● PASSAGE SHOWN
────────

He does make some great points, routinely.

The problem however, is he then goes off on a kook rant, as he's done in the two debates.

Badeye  posted on  2011-09-09   12:02:46 ET  Reply   Untrace   Trace   Private Reply  


#4. To: Badeye, *Ron Paul for President* (#1) (Edited)

he then goes off on a kook rant, as he's done in the two debates

Better know as speaking truth to power. Which truths did you find most painful?

Hondo68  posted on  2011-09-09   13:25:48 ET  Reply   Untrace   Trace   Private Reply  


#5. To: hondo68 (#4)

he then goes off on a kook rant, as he's done in the two debates Better know as speaking truth to power. Which truths did you find most painful?

Painful?

No pain here as a result of his rants, hondo68.

Sorry to disappoint.

Badeye  posted on  2011-09-09   13:35:01 ET  Reply   Untrace   Trace   Private Reply  


#6. To: Badeye (#5)

Painful?

What do you object to in his remarks, or are you just throwing the k00k spin bomb for fun?

Hondo68  posted on  2011-09-09   13:39:50 ET  Reply   Untrace   Trace   Private Reply  


#8. To: hondo68 (#6)

What do you object to in his remarks

Object? Nope, sorry, not accurate either.

As I've noted on other threads since the debate, Ron Paul makes some great points.

The problem is he then goes kook theory, and then those good points (audit the Fed, get out of Iraq and Afghanistan now) get blown off, even though they are 100% on the money.

Great example of his kook theory's wiping out his good points is the comment about his being against a border fence because it could be used 'to keep us in'.

Riiight, cause in Europe during the Cold War, EVERYBODY was hoping the wall heading EAST rotflmao.

────────

● SET TASKS
1. In the forum thread about Ron Paul, which of his good points does Badeye name in parentheses?
2. Write the next part of the forum thread about Ron Paul, picking up after its last post.
The lines after this point have no role here.

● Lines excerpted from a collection
────────

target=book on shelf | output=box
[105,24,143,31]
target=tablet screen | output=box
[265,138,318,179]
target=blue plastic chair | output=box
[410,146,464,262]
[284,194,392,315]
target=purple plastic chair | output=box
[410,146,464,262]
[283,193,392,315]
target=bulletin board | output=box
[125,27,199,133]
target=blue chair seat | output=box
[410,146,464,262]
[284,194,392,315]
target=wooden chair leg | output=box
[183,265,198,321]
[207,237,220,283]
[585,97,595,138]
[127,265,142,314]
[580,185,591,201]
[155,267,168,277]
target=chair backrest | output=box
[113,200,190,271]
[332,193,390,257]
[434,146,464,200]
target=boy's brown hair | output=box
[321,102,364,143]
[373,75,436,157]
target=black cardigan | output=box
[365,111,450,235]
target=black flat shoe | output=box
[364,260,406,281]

────────

● ANSWERS FOR THIS EXERCISE
1. Audit the Fed, and get out of Iraq and Afghanistan now.

2.
Badeye  posted on  2011-09-09   14:11:44 ET  Reply   Untrace   Trace   Private Reply  


#12. To: Badeye (#8)

Great example of his kook theory's wiping out his good points is the comment about his being against a border fence because it could be used 'to keep us in'.

Oh, really?

Have you paid much attention to what the US government is doing to ex-pats? Currency controls? Foreign banking controls?

Have you bothered to pay attention to how the government is actively preventing people from taking the money THEY have earned out of the country?

To be blunt, they're putting the pieces into place, to make it so that the ONLY way you can leave, is penniless... The Congressional bill H.R.2847 - HIRE Act ( TEXT HERE) was signed into law 3/17/2010. As Zerohedge reported,

It couldn't have happened to a nicer country. On March 18, with very little pomp and circumstance, president Obama passed the most recent stimulus act, the $17.5 billion Hiring Incentives to Restore Employment Act (H.R. 2487), brilliantly goalseeked by the administration's millionaire cronies to abbreviate as HIRE. As it was merely the latest in an endless stream of acts destined to expand the government payroll to infinity, nobody cared about it, or actually read it. Because if anyone had read it, the act would have been known as the Capital Controls Act, as one of the lesser, but infinitely more important provisions on page 27, known as Offset Provisions - Subtitle A— Foreign Account Tax Compliance, institutes just that. In brief, the Provision requires that foreign banks not only withhold 30% of all outgoing capital flows (likely remitting the collection promptly back to the US Treasury) but also disclose the full details of non-exempt account-holders to the US and the IRS. And should this provision be deemed illegal by a given foreign nation's domestic laws (think Switzerland), well the foreign financial institution is required to close the account. It's the law. If you thought you could move your capital to the non-sequestration safety of non-US financial institutions, sorry you lose - the law now says so. Capital Controls are now here and are now fully enforced by the law.

Let's parse through the just passed law, which has been mentioned by exactly zero mainstream media outlets.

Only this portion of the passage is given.